**PASSAGE FOR REVIEW**
There’s a good chance that you’ve seen the word “maltodextrin” on the ingredients list of a nutrition facts label. Maltodextrin is becoming an increasingly popular sugar substitute, with athletes and food manufacturers alike jumping on the trend.
In this short guide, we’ll be breaking down what maltodextrin exactly is, what it does, and why we use it!
Breaking Down Maltodextrin
What Is Maltodextrin?
Maltodextrin is classified as a polysaccharide. Polysaccharides are a specific type of carbohydrate that is made from a cluster of sugar molecules all bonded together. From a birds-eye view, maltodextrin is a starch made from multiple sugars, which can come from corn, wheat, rice, potato, or even tapioca.
Maltodextrin is made through hydrolysis, a process that uses water and a variety of enzymes and acids to slash starch molecules into tiny pieces. Every tiny piece of maltodextrin contains short chains of sugars. After hydrolysis, maltodextrin is purified, then spray-dried to turn it into its signature powder form.
Interestingly enough, even though maltodextrin is mostly comprised of sugar molecules, it doesn’t actually taste tart or sweet. In reality, most people can’t taste maltodextrin at all, and those who can only taste a slight, somewhat sweet flavor. Thankfully, it is easily digestible by our bodies, behaving almost like glucose.
What Do We Use It For?

**TASK INSTRUCTIONS**
- 1) In the maltodextrin guide, what happens to maltodextrin after hydrolysis?
- 2) Write the next part of the maltodextrin guide, starting after its last heading.
The entries that follow have nothing to do with the maltodextrin guide.

**PROVIDED DATA**
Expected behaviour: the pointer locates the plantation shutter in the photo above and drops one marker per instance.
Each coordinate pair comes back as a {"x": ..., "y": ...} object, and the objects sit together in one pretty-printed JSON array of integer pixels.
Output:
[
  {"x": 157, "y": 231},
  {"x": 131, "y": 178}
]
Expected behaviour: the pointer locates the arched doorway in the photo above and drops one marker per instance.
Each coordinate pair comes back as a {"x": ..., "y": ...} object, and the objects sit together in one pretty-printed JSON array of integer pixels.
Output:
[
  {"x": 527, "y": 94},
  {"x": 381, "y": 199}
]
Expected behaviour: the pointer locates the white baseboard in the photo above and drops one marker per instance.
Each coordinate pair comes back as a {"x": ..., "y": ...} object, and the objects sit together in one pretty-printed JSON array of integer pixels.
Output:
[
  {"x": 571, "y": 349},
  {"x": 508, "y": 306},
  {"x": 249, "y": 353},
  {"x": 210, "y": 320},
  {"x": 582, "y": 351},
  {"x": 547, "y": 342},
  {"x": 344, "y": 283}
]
* * *
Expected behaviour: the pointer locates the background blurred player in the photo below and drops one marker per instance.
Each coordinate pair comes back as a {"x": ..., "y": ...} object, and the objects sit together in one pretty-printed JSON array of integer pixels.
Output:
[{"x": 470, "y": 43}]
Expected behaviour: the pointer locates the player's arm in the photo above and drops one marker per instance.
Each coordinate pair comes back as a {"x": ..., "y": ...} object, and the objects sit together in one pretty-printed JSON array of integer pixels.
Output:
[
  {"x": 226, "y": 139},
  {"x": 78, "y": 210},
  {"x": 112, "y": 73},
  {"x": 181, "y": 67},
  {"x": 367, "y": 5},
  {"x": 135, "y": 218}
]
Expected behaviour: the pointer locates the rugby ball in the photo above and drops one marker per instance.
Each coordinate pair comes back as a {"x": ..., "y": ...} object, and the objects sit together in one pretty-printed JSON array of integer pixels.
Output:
==
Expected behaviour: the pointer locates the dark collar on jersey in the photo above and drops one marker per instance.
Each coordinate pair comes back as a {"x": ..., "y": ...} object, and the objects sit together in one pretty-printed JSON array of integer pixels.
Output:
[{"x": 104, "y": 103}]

**RESPONSE LIST**
- 1) It is purified and then spray-dried into a powder.

- 2)
Athletes have been using maltodextrin as a supplement. Before events, athletes have turned to maltodextrin to fuel up on carbs without feeling full. Maltodextrin also helps preserve muscle glycogen. These post-workout supplements can provide a quickly digestible fuel while not dehydrating you, and can directly impact an endurance athlete’s performance.
All of the above means maltodextrin has the potential to be a reliable post-workout additive for any intense session. Sports products with maltodextrin supplements can take many forms, including:
- Gel packets
- Energy drinks
Later, we will go much more in depth with the athletic benefits of maltodextrin.
Maltodextrin is most commonly used as a food additive. Food manufacturers have invested heavily in this additive, since it is relatively inexpensive, and:
- Helps add bulk to certain processed foods
- Acts as a preservative to increase the shelf life of a product
- Is soluble in water, and can improve the mouthfeel of food and drinks
A few common foods that may contain maltodextrin are:
- Artificial sweeteners
- Breakfast cereals
- Salad dressings
- Snack foods
- Sports drinks
Why Do We Use Maltodextrin?
Below, you’ll find 4 reasons why athletes are on the maltodextrin trend.
The top benefit of maltodextrin is that it pushes carbs and sugars into your bloodstream. After a workout, your body is depleted of sugar, specifically muscle and liver glycogen. Well, maltodextrin replenishes those stores, aiding in recovery and keeping your muscles full. It’s benefits assist both your body’s energy stores and recovery systems, especially if combined with an amino acid mixture.
More Carbs, Less Dehydration
Maltodextrin doesn’t use as much water to digest as other carbohydrates do. This is a direct benefit to athletes, since they can essentially take a maltodextrin supplement and not immediately become dehydrated. Instead of other carbs draining all the water out of their systems, maltodextrin supplements keep athletes hydrated while also adding carbs.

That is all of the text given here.